▸ The problem: Copy, word for word, the lines below from the one containing "end, I would be thankful." up to and including the one containing "sign, I would be thankful.", with pictures left out.

Collection entries:
-=-=-=-=-

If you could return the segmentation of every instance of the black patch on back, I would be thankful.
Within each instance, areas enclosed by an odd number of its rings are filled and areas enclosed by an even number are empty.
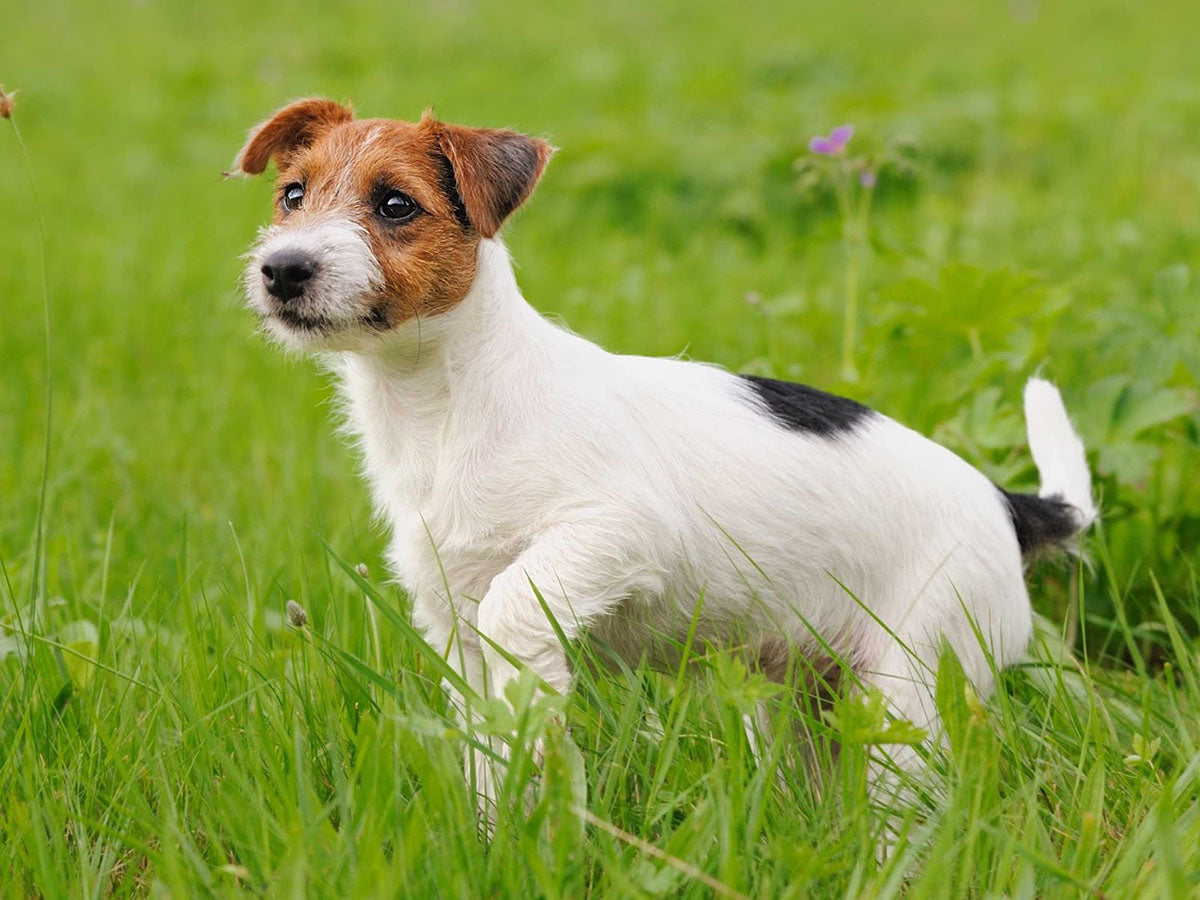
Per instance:
[[[757,375],[738,377],[754,388],[755,394],[766,404],[775,421],[793,431],[834,437],[854,430],[860,422],[875,414],[869,406],[863,406],[857,400],[827,394],[806,384],[759,378]]]
[[[1061,497],[1037,494],[1010,494],[999,488],[1008,504],[1021,553],[1028,556],[1038,550],[1061,546],[1079,532],[1075,507]]]

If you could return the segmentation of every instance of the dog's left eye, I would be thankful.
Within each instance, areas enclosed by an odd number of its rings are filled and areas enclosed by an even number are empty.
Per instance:
[[[385,219],[390,219],[393,222],[403,222],[405,219],[411,219],[417,212],[417,204],[408,194],[403,194],[400,191],[388,191],[383,195],[383,199],[379,201],[379,206],[375,211]]]
[[[304,185],[300,182],[289,184],[283,189],[282,203],[283,208],[288,212],[299,209],[300,204],[304,202]]]

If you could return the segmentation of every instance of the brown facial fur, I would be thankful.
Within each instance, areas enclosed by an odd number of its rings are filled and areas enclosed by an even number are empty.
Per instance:
[[[236,166],[255,174],[274,159],[278,226],[342,218],[363,227],[384,280],[373,327],[445,312],[470,289],[480,239],[525,201],[553,150],[512,131],[429,115],[415,124],[351,115],[331,101],[298,101],[251,135]],[[278,201],[293,183],[304,197],[289,212]],[[402,223],[382,218],[376,209],[386,190],[407,194],[420,212]]]

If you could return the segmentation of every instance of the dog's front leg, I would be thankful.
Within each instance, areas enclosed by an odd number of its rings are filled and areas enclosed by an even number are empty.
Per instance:
[[[492,580],[476,622],[491,696],[510,702],[506,688],[521,668],[531,669],[551,690],[565,693],[570,688],[571,669],[559,632],[572,641],[632,593],[657,587],[646,575],[656,567],[644,548],[631,546],[626,537],[634,533],[612,525],[558,526]],[[508,748],[499,743],[493,748],[507,756]],[[540,738],[531,749],[540,762]],[[493,765],[485,778],[490,793],[480,799],[494,802],[502,765]],[[527,806],[531,799],[527,794]]]
[[[574,640],[635,589],[646,565],[626,541],[612,528],[558,526],[492,580],[479,605],[478,628],[493,696],[506,696],[518,674],[513,661],[555,691],[570,688],[559,632]]]

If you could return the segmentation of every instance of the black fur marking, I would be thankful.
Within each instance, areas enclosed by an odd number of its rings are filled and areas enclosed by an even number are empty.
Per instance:
[[[382,303],[372,306],[371,311],[362,317],[362,323],[376,331],[387,331],[391,327],[391,323],[388,322],[387,307]]]
[[[496,206],[500,221],[512,214],[533,189],[532,182],[538,171],[538,152],[533,143],[521,137],[518,140],[501,141],[493,148],[492,165],[499,177],[496,186]]]
[[[1067,538],[1079,533],[1075,507],[1061,497],[1010,494],[1004,488],[999,490],[1008,504],[1008,514],[1012,517],[1022,554],[1061,546]]]
[[[864,419],[875,415],[874,410],[857,400],[827,394],[806,384],[759,378],[757,375],[738,377],[754,388],[775,421],[794,431],[835,437],[853,431]]]
[[[467,207],[463,204],[462,194],[458,192],[458,181],[454,177],[454,166],[450,165],[450,160],[446,158],[446,154],[440,151],[433,154],[433,160],[438,167],[438,187],[442,189],[442,193],[446,199],[450,201],[450,208],[454,210],[454,218],[458,220],[458,224],[464,229],[470,229],[471,220],[467,218]]]
[[[281,309],[272,310],[272,315],[283,322],[283,324],[292,328],[300,331],[315,332],[317,334],[329,331],[333,325],[324,316],[306,316],[286,306]]]

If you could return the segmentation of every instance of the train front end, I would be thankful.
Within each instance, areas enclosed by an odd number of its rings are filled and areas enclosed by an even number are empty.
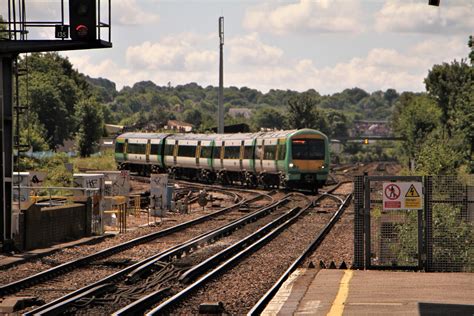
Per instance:
[[[329,140],[323,133],[302,129],[287,139],[287,186],[317,191],[329,173]]]

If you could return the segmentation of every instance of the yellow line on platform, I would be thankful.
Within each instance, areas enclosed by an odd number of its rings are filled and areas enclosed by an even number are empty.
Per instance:
[[[344,276],[339,284],[339,291],[337,292],[334,302],[332,302],[331,310],[327,316],[340,316],[344,312],[344,303],[349,295],[349,282],[351,281],[354,271],[346,270]]]

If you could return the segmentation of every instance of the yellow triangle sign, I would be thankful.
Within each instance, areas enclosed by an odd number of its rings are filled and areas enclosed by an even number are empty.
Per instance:
[[[420,197],[418,191],[415,189],[415,186],[413,184],[408,189],[407,194],[405,194],[405,197]]]

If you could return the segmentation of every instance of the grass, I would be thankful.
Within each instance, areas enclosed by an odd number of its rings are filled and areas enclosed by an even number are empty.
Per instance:
[[[114,151],[107,150],[87,158],[73,158],[74,170],[117,170]]]

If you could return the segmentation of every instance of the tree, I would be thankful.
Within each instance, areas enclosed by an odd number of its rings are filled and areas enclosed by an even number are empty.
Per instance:
[[[92,99],[78,104],[79,131],[77,144],[81,157],[89,157],[99,144],[104,130],[104,119],[99,104]]]
[[[402,152],[408,158],[414,158],[427,136],[439,125],[441,113],[426,95],[413,96],[409,100],[394,122],[394,131],[405,138]]]
[[[349,136],[349,120],[341,111],[331,110],[327,113],[329,137]]]
[[[313,128],[316,123],[313,109],[316,105],[316,100],[306,94],[288,100],[288,126],[296,129]]]
[[[285,116],[280,111],[269,107],[258,109],[252,121],[255,130],[260,130],[262,127],[283,129],[285,126]]]
[[[451,137],[455,128],[452,118],[456,115],[461,91],[474,81],[473,69],[464,60],[451,64],[434,65],[425,78],[426,91],[441,109],[441,124]]]
[[[187,123],[193,124],[194,127],[199,128],[202,122],[202,114],[198,109],[189,109],[183,112],[183,120]]]

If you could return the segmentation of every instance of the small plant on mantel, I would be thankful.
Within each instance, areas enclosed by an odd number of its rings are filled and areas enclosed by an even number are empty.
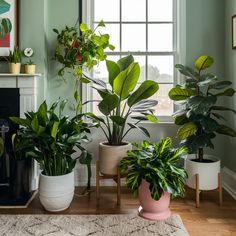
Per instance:
[[[62,66],[58,75],[64,78],[65,71],[68,71],[75,78],[76,111],[80,111],[82,106],[78,92],[79,83],[89,82],[83,76],[83,69],[91,70],[99,61],[106,59],[105,49],[115,48],[109,43],[109,34],[96,33],[101,27],[105,27],[103,21],[94,30],[89,29],[85,23],[80,24],[79,30],[77,27],[68,26],[61,31],[53,29],[57,34],[54,59]]]
[[[21,67],[21,52],[17,46],[14,47],[13,51],[9,51],[9,70],[11,74],[19,74]]]
[[[26,74],[35,74],[36,65],[32,61],[32,57],[34,55],[33,49],[32,48],[26,48],[23,51],[23,54],[26,58],[28,58],[28,62],[26,62],[26,64],[25,64],[25,73]]]

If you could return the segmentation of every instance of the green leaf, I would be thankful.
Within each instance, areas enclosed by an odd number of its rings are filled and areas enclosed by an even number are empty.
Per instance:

-=-=-=-=-

▸ Answer to the problem:
If you could return the segmentation of every instance of the train front end, I would be thankful.
Within each instance, areas enclosed by an odd number of its rings are filled and areas enclosed by an even number are empty.
Per instance:
[[[329,140],[323,133],[302,129],[287,139],[287,186],[317,191],[329,173]]]

If you could return the segmentation of every instance of the yellow line on platform, I would be thankful.
Within each instance, areas enclosed by an odd number of its rings are filled and areas enclosed by an even number are empty.
Per instance:
[[[344,276],[339,284],[339,291],[337,292],[334,302],[332,302],[331,310],[327,316],[340,316],[344,312],[344,303],[349,295],[349,282],[351,281],[354,271],[346,270]]]

If you could return the segmentation of every instance of the yellow triangle sign, I would be thankful.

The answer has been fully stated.